● What the task asks:
Write out the listing in full, matching it word for word.

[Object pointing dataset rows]
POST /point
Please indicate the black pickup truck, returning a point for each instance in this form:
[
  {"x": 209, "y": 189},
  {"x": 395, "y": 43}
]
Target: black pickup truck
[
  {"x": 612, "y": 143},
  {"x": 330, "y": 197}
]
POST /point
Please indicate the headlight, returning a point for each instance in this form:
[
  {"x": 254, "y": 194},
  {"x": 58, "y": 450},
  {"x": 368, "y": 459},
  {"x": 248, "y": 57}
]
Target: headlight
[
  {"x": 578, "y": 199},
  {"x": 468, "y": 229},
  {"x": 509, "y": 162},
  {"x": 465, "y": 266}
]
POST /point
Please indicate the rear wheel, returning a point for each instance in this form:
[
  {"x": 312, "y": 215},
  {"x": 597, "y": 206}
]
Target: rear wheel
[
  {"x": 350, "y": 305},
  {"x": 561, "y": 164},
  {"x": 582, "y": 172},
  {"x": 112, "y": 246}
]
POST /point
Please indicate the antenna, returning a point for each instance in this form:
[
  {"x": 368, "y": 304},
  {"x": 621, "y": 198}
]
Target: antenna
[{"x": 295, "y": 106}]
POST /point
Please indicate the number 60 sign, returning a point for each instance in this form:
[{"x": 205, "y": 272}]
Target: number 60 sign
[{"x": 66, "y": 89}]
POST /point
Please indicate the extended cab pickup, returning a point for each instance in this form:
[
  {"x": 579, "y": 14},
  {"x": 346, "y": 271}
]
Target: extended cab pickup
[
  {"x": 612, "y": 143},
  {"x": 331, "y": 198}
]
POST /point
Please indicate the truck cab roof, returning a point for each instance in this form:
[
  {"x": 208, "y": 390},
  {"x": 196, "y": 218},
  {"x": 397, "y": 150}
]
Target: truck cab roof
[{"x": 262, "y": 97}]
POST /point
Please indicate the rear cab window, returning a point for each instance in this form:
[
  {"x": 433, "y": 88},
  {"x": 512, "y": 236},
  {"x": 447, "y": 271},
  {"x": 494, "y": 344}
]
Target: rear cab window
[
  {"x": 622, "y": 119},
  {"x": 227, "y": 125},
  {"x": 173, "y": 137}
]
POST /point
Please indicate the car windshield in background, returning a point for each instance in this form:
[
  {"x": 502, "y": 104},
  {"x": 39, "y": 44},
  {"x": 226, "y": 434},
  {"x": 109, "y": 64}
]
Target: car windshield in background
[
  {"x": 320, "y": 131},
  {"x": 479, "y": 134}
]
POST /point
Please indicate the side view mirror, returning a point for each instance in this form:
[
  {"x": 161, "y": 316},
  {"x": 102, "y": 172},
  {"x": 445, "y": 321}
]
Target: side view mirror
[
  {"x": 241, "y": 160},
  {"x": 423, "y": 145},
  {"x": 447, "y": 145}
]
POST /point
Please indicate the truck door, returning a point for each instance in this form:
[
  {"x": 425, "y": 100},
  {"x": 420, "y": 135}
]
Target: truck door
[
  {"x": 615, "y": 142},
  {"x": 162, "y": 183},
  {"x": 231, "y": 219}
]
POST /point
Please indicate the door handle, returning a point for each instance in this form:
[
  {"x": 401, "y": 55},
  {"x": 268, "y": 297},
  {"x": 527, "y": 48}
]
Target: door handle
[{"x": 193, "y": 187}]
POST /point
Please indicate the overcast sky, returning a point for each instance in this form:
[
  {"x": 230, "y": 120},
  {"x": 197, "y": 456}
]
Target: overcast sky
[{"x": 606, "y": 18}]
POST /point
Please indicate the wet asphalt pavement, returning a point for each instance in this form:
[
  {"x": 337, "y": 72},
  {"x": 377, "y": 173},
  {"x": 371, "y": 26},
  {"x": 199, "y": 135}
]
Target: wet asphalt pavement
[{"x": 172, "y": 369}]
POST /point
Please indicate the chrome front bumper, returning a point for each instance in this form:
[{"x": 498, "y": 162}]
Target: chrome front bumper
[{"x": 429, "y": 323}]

● Response to this exercise:
POST /point
Please indicate the black pickup truck, returning a point for each instance in this form:
[
  {"x": 209, "y": 189},
  {"x": 395, "y": 43}
]
Target: black pickup truck
[
  {"x": 612, "y": 143},
  {"x": 330, "y": 197}
]
POST /point
Please indicate the headlight, returning a point for each instance in this form:
[
  {"x": 254, "y": 194},
  {"x": 58, "y": 450},
  {"x": 368, "y": 459},
  {"x": 248, "y": 57}
]
Target: headlight
[
  {"x": 578, "y": 199},
  {"x": 468, "y": 229},
  {"x": 509, "y": 162},
  {"x": 465, "y": 266}
]
POST /point
Please indicate the rear wheel, returning a point for each instance in this form:
[
  {"x": 312, "y": 215},
  {"x": 597, "y": 206}
]
Target: rear wheel
[
  {"x": 350, "y": 305},
  {"x": 561, "y": 164},
  {"x": 582, "y": 172},
  {"x": 112, "y": 246}
]
POST /point
Please indicate the antenna, returning a point for each instance in this form:
[
  {"x": 368, "y": 304},
  {"x": 621, "y": 198}
]
Target: antenna
[{"x": 295, "y": 106}]
POST /point
Please indicate the number 60 sign, returning a point for each instance in this form:
[{"x": 205, "y": 272}]
Target: number 60 sign
[{"x": 66, "y": 89}]
POST /point
Please indicate the extended cab pickup, returning a point for each instance in this form:
[
  {"x": 579, "y": 14},
  {"x": 346, "y": 271}
]
Target: extended cab pickup
[
  {"x": 612, "y": 143},
  {"x": 331, "y": 198}
]
POST /point
Please indicate the truck cab roof, returning a point for each instance in this form:
[
  {"x": 208, "y": 390},
  {"x": 196, "y": 218},
  {"x": 397, "y": 150}
]
Target: truck cab roof
[{"x": 262, "y": 97}]
POST /point
Please indicate the rear cab window, returning a point for each instance in this form:
[
  {"x": 433, "y": 88},
  {"x": 512, "y": 236},
  {"x": 447, "y": 271},
  {"x": 494, "y": 344}
]
Target: rear cab window
[
  {"x": 622, "y": 119},
  {"x": 227, "y": 125},
  {"x": 173, "y": 137}
]
POST /point
Please indicate the car windshield in background, returning a point for each instance in this form:
[
  {"x": 502, "y": 104},
  {"x": 39, "y": 44},
  {"x": 226, "y": 434},
  {"x": 109, "y": 64}
]
Target: car windshield in background
[
  {"x": 320, "y": 131},
  {"x": 479, "y": 134}
]
POST /point
Please indicate the side view mirror, returning a point for each instance in this form:
[
  {"x": 161, "y": 316},
  {"x": 102, "y": 172},
  {"x": 445, "y": 321}
]
Target: side view mirror
[
  {"x": 241, "y": 160},
  {"x": 423, "y": 145},
  {"x": 447, "y": 145}
]
POST /point
Please indicate the truck door, returning a point for each instance in this form:
[
  {"x": 425, "y": 100},
  {"x": 420, "y": 135}
]
Target: truck door
[
  {"x": 615, "y": 142},
  {"x": 162, "y": 183},
  {"x": 231, "y": 219}
]
POST /point
Please indicate the door handle, returning a point for each instance in this form:
[
  {"x": 401, "y": 55},
  {"x": 268, "y": 297},
  {"x": 527, "y": 48}
]
Target: door handle
[{"x": 193, "y": 187}]
POST /point
Please indicate the overcast sky, returning a point for each instance in this form:
[
  {"x": 230, "y": 120},
  {"x": 197, "y": 456}
]
Target: overcast sky
[{"x": 606, "y": 18}]
POST /point
Please indicate the wet asphalt pavement, returning a point for each instance in this form:
[
  {"x": 337, "y": 72},
  {"x": 377, "y": 173},
  {"x": 371, "y": 26},
  {"x": 199, "y": 135}
]
Target: wet asphalt pavement
[{"x": 172, "y": 369}]
POST /point
Please indicate the chrome front bumper, returning a point for each instance in this form:
[{"x": 498, "y": 162}]
Target: chrome front bumper
[{"x": 429, "y": 323}]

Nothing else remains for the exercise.